** Opening PROVIDED DATA block **

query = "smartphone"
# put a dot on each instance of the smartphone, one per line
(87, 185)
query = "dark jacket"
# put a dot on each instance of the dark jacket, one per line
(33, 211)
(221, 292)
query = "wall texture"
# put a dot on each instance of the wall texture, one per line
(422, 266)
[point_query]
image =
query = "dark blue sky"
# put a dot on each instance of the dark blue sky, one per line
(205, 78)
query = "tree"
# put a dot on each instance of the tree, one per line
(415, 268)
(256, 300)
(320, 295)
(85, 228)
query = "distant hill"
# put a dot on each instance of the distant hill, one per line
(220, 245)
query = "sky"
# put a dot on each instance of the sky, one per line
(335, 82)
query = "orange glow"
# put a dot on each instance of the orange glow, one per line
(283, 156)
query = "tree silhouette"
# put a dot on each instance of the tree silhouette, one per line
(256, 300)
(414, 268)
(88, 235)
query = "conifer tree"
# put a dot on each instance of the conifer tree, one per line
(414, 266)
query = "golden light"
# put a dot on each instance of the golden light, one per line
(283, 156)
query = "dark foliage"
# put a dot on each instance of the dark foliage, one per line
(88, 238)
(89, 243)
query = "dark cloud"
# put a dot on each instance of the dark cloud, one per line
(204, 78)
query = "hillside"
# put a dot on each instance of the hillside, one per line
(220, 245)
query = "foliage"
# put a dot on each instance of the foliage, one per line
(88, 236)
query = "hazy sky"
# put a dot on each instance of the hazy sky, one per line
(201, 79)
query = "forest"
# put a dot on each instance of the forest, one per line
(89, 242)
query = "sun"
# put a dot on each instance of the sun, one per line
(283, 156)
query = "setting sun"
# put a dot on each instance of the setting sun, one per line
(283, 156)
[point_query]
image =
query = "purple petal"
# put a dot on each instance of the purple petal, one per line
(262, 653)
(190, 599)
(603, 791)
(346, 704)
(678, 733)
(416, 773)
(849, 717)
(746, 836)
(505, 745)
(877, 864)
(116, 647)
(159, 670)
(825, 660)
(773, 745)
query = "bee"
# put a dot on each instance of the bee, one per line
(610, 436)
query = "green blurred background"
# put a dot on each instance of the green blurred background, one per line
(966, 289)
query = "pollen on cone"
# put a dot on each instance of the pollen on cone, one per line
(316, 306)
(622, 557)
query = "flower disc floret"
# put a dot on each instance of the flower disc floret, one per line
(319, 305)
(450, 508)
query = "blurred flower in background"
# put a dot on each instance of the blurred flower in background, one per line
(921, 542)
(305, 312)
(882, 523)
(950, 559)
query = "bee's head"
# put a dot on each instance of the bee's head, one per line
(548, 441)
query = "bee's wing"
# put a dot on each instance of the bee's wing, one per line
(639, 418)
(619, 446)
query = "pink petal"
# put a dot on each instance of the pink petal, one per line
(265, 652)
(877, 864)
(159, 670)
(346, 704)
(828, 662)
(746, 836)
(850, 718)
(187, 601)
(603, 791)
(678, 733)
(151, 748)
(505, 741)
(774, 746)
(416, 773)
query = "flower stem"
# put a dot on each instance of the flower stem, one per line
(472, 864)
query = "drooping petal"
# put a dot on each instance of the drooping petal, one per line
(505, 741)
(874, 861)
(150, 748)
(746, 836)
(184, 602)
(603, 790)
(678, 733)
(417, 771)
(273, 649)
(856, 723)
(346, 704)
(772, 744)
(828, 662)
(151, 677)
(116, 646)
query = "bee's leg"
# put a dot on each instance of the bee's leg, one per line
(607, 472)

** Closing PROVIDED DATA block **

WHAT YOU SHOULD DO
Only an exact copy of all the data will do as the answer.

ANSWER TO THIS TASK
query = "smartphone"
# put a dot on each instance of the smartphone, one per line
(87, 185)
query = "dark jacket"
# put a dot on each instance of the dark jacket, one per line
(33, 211)
(221, 292)
query = "wall texture"
# put a dot on each instance of the wall texture, one per line
(422, 266)
[point_query]
image =
query = "dark blue sky"
# put a dot on each instance of the dark blue sky, one per line
(205, 78)
query = "tree"
# put a dot on each instance of the tree, one per line
(415, 268)
(256, 300)
(320, 295)
(85, 228)
query = "distant hill"
# put a dot on each instance of the distant hill, one per line
(220, 245)
query = "sky"
# put a dot on each instance of the sky, one per line
(335, 82)
query = "orange glow"
# put a dot on each instance of the orange glow, one per line
(283, 156)
query = "tree silhouette"
# put a dot on each instance of the tree silhouette, one per line
(256, 300)
(414, 268)
(88, 235)
query = "conifer tree"
# put a dot on each instance of the conifer tree, one per line
(414, 266)
query = "golden light"
# put a dot on each instance of the golden light, one per line
(283, 156)
query = "dark foliage"
# put a dot on each instance of the dark foliage, one per line
(88, 238)
(89, 243)
query = "dark cloud"
# put a dot on each instance of the dark cloud, one per line
(204, 78)
query = "hillside"
# put a dot on each instance of the hillside, one per line
(220, 245)
query = "foliage"
# put a dot on each instance of the foliage, one per line
(88, 236)
query = "hazy sky"
# put a dot on each instance of the hazy sky, one per line
(201, 79)
query = "forest"
# put a dot on each instance of the forest, one per line
(89, 242)
query = "sun"
# put a dot on each instance of the sun, one per line
(283, 156)
query = "setting sun"
# put a dot on each instance of the setting sun, one per line
(283, 156)
[point_query]
image =
query = "purple petal"
# put a dot on each instance of the purple petal, one per line
(262, 653)
(190, 599)
(603, 791)
(346, 704)
(678, 733)
(416, 773)
(849, 717)
(746, 836)
(505, 745)
(877, 864)
(116, 647)
(159, 670)
(825, 660)
(773, 745)
query = "bee"
# put a dot on each instance of the bee, one per line
(610, 436)
query = "green blurred background"
# put a dot on each instance of the green blurred background, one per line
(966, 289)
query = "pollen on cone"
# put a dot on each instance of the pollen on cone, one per line
(316, 306)
(622, 557)
query = "flower disc floret"
# put a dot on each instance of the flower disc floret, one per line
(319, 305)
(450, 508)
query = "blurred flower in background"
# put a dot on each instance of the blurred flower in background, one per line
(921, 542)
(305, 312)
(882, 523)
(950, 559)
query = "bee's head"
# put a dot on each instance of the bee's head, one per line
(548, 441)
query = "bee's wing"
# put a dot on each instance of the bee's wing, one per line
(639, 418)
(619, 446)
query = "pink petal"
# put a dot on each instance of the pink petal, one per line
(265, 652)
(877, 864)
(159, 670)
(346, 704)
(828, 662)
(746, 836)
(850, 718)
(187, 601)
(603, 791)
(678, 733)
(151, 748)
(505, 741)
(774, 746)
(416, 773)
query = "flower stem"
# put a dot on each instance of the flower stem, one per line
(472, 864)
query = "drooping petal"
# put a dot on each instance of the drooping petal, one per line
(505, 741)
(874, 861)
(150, 748)
(746, 836)
(184, 602)
(603, 790)
(678, 733)
(417, 771)
(273, 649)
(856, 723)
(346, 704)
(772, 744)
(828, 662)
(151, 677)
(116, 646)
query = "bee's leg"
# put a dot on each instance of the bee's leg, one per line
(607, 472)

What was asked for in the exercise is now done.